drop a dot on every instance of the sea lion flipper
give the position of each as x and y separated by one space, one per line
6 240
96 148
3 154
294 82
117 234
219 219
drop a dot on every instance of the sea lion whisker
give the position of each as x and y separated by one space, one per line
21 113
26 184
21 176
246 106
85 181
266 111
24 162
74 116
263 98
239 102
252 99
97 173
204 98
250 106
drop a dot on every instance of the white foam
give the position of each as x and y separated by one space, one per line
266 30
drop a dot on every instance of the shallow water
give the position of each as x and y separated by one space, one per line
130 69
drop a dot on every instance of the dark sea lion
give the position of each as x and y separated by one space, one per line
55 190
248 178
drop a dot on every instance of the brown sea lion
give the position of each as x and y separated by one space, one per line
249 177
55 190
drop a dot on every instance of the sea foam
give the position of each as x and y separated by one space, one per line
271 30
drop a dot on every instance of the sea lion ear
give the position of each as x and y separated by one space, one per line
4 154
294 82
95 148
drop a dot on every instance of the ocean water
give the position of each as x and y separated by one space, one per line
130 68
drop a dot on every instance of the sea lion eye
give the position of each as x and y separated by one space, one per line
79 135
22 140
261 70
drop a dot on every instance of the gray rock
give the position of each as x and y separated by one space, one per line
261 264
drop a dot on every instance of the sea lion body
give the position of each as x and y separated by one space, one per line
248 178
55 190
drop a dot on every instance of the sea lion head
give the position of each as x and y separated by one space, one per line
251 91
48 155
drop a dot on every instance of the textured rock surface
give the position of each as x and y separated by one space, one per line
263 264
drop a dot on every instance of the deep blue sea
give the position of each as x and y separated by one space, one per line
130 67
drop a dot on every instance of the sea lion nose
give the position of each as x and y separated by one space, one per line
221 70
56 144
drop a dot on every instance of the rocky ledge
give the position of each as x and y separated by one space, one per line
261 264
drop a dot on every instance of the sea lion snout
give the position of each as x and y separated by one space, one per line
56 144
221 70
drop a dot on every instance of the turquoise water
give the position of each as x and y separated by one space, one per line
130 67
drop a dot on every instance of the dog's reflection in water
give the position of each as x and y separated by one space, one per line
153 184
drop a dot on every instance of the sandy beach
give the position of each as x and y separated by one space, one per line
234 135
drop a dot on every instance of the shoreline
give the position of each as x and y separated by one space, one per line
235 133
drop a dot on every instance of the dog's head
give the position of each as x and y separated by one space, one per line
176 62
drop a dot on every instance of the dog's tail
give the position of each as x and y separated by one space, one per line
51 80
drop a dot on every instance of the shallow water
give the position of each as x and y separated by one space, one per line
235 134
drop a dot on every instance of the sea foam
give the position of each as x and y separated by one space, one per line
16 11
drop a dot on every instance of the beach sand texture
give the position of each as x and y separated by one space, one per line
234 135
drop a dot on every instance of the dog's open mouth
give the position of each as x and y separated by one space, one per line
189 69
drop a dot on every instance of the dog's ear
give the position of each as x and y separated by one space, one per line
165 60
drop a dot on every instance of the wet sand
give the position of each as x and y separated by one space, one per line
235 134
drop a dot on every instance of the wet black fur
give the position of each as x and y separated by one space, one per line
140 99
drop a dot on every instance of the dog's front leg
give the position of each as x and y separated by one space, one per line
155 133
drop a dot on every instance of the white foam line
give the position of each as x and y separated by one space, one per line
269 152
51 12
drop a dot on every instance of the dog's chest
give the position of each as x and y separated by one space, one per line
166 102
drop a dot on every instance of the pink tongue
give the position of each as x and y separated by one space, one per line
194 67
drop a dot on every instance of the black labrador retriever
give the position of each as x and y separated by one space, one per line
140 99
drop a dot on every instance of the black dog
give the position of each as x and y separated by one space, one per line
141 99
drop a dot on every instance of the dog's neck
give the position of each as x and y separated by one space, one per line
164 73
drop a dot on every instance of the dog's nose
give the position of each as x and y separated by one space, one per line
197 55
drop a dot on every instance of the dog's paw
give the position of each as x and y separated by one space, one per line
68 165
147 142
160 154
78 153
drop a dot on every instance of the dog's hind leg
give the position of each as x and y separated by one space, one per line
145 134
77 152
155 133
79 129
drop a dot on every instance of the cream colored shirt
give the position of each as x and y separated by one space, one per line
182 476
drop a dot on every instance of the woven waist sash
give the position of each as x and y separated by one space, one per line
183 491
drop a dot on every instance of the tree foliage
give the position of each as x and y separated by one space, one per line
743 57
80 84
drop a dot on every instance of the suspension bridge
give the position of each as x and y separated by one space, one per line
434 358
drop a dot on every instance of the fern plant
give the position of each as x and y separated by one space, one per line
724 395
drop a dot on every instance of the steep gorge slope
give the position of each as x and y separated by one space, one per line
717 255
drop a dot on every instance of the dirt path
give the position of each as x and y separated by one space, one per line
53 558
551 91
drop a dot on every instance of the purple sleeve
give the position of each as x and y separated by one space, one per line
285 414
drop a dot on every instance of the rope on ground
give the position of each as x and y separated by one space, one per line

Your assignment: From the records above, quote only the lines running from the line with "drop a dot on every instance of the deep" to the line with "drop a dot on every instance of the wet black", both lines included.

Answer to this problem:
drop a dot on every instance of the deep blue sea
give the position of each as x and y separated by one space, one per line
130 67
drop a dot on every instance of the sea lion nose
give the position of each as x and y separated by one space, one per line
221 70
56 144
drop a dot on every instance of the rocky ledge
give the position of each as x and y separated by one space, one per line
261 264
drop a dot on every instance of the sea lion snout
give the position of each as x and y separated by one space, one per line
56 144
221 70
drop a dot on every instance of the turquoise water
give the position of each as x and y separated by one space, one per line
130 67
drop a dot on every instance of the dog's reflection in water
give the position of each as x and y separated by one space, one per line
153 184
drop a dot on every instance of the sandy beach
give the position of each as x and y separated by one space, one per line
234 135
drop a dot on every instance of the shoreline
give the position of each as x and y separated by one space, one per line
235 133
drop a dot on every instance of the dog's head
give the position of each as x and y separated by one space, one per line
176 62
drop a dot on every instance of the dog's tail
give the position of each as x and y separated by one space, one per line
51 80
drop a dot on every instance of the shallow water
give the position of each as x and y separated by one space, one per line
235 134
drop a dot on every instance of the sea foam
give the position of each as x and y separated by one space, one per line
16 11
drop a dot on every instance of the beach sand texture
give the position of each as x and y separated by one space, one per line
234 135
drop a dot on every instance of the dog's open mouth
give the position of each as x and y separated by one space, one per line
189 69
drop a dot on every instance of the dog's ear
give the position of each as x and y separated by one space, one per line
165 60
drop a dot on every instance of the wet sand
give the position of each as x and y separated by one space, one per line
235 134
drop a dot on every instance of the wet black fur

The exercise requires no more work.